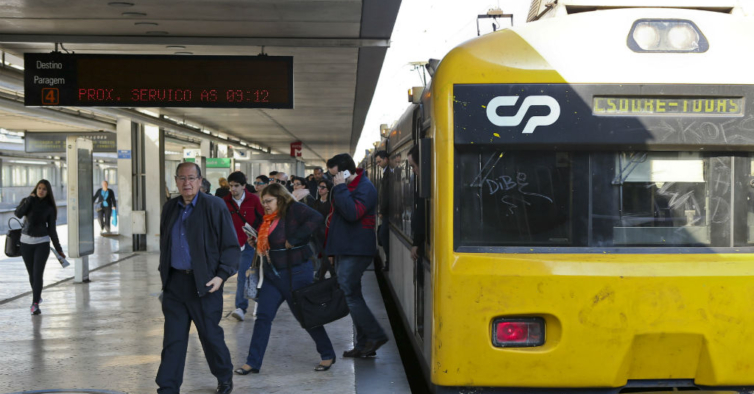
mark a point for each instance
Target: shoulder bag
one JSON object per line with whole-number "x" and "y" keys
{"x": 254, "y": 278}
{"x": 319, "y": 303}
{"x": 13, "y": 240}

**REQUIRED WORK**
The answer must repeat every record exactly, with all pictures left out.

**TASK OUTPUT**
mark a point for each instance
Target: shoulder bag
one JSON object per line with whole-number "x" and "y" keys
{"x": 254, "y": 278}
{"x": 319, "y": 303}
{"x": 13, "y": 240}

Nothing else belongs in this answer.